▸ **SUPPLIED RECORDS**:
=-=-=-=-=

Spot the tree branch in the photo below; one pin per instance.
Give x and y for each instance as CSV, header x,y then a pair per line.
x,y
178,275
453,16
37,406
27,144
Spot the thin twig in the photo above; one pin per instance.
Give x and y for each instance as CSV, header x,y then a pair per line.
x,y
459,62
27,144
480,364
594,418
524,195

=-=-=-=-=

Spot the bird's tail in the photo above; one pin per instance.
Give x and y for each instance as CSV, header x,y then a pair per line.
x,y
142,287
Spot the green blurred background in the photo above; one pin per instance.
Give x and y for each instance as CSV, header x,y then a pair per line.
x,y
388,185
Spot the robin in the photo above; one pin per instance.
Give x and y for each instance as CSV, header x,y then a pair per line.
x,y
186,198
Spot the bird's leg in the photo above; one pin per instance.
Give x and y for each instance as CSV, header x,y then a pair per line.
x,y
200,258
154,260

=-=-=-=-=

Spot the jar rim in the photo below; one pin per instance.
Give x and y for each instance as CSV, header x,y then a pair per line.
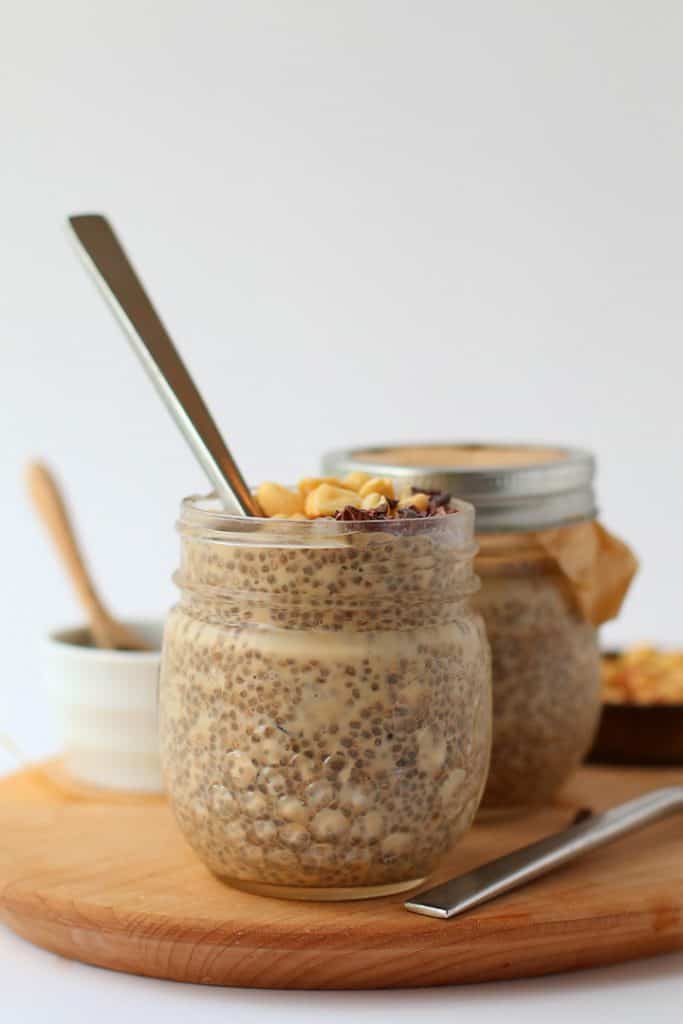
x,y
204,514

=-=-=-=-=

▸ **WHAT TO WORK ON**: List every line of the items above that contains the string "photo". Treat the match as case-sensitive.

▸ **WRITTEN SOLUTION**:
Spot the tree branch in the photo below; one pin per instance.
Spot the thin twig in the photo above; one pin per instance.
Spot the bird's tail in the photo above; one pin per instance.
Spot the green blurred background in the photo above; one pin per instance.
Spot the robin in the photo above; one pin per instance.
Spot the bird's leg in the photo above; one pin per instance.
Spot the jar rim in the photo below; one pin per instance.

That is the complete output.